* _TASK REQUIREMENTS_: Update the rows from the start through the line containing "1,8 -> 449,31" by changing "grassy strip" to "strip of grass", leaving everything else as it is.

* _RECORDS SHOWN_:

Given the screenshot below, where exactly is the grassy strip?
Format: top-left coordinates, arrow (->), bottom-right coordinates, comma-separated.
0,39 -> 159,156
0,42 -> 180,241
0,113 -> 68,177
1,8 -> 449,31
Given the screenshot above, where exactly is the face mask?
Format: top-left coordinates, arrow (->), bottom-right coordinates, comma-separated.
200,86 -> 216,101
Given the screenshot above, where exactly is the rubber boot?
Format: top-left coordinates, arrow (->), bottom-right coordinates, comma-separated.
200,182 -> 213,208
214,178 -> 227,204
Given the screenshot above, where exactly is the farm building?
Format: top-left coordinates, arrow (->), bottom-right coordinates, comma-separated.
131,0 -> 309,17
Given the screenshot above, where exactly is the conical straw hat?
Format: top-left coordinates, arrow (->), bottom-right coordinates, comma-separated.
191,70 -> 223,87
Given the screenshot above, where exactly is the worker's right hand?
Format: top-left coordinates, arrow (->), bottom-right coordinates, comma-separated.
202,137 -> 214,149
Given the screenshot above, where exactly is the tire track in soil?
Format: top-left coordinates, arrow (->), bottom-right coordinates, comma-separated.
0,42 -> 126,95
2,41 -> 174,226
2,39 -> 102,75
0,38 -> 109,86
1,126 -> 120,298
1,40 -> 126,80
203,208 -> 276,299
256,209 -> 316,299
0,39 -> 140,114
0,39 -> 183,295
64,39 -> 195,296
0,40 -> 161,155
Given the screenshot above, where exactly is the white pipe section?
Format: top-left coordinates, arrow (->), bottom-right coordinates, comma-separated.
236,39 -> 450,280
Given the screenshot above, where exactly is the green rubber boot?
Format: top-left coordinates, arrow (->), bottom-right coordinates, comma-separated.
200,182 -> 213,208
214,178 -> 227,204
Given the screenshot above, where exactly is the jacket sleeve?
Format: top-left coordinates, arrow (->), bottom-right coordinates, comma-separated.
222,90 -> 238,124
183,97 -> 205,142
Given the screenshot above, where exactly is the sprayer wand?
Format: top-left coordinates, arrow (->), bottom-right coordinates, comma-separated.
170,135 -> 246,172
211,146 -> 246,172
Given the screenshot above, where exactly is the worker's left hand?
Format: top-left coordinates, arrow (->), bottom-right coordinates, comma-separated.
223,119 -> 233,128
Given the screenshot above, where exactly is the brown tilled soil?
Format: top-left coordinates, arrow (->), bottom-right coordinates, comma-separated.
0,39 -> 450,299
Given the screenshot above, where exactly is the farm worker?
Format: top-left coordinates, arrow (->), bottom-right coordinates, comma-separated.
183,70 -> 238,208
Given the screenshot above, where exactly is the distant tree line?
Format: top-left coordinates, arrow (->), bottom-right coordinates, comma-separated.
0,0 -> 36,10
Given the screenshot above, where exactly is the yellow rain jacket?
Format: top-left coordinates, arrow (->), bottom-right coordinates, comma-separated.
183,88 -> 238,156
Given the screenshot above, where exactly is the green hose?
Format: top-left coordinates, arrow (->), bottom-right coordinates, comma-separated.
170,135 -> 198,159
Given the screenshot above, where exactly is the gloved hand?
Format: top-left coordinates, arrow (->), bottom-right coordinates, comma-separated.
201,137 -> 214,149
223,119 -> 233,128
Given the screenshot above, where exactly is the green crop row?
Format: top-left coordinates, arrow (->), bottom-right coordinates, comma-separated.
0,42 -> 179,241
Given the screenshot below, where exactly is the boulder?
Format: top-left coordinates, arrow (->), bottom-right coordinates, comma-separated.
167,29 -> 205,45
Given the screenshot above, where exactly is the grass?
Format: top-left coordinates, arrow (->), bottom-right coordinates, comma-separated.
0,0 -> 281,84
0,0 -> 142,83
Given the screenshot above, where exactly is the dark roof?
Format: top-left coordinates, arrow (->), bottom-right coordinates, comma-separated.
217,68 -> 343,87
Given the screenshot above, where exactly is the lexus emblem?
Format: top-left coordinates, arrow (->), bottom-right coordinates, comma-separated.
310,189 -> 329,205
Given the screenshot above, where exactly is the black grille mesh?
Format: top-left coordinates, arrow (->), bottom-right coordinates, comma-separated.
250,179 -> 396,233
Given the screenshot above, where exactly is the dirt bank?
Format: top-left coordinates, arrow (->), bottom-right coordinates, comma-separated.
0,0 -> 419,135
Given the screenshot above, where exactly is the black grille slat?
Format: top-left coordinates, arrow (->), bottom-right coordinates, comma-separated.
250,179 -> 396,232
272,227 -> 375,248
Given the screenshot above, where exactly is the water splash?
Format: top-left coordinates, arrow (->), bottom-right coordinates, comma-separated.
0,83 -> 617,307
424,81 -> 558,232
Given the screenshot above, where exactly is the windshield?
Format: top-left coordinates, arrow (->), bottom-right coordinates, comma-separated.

* _WRITTEN SOLUTION_:
Given the screenshot below, where exactly is the strip of grass?
Format: top-left coordinates, arrow (->), bottom-right coordinates, comma-separated.
0,39 -> 159,156
0,42 -> 180,241
0,113 -> 68,177
1,8 -> 449,31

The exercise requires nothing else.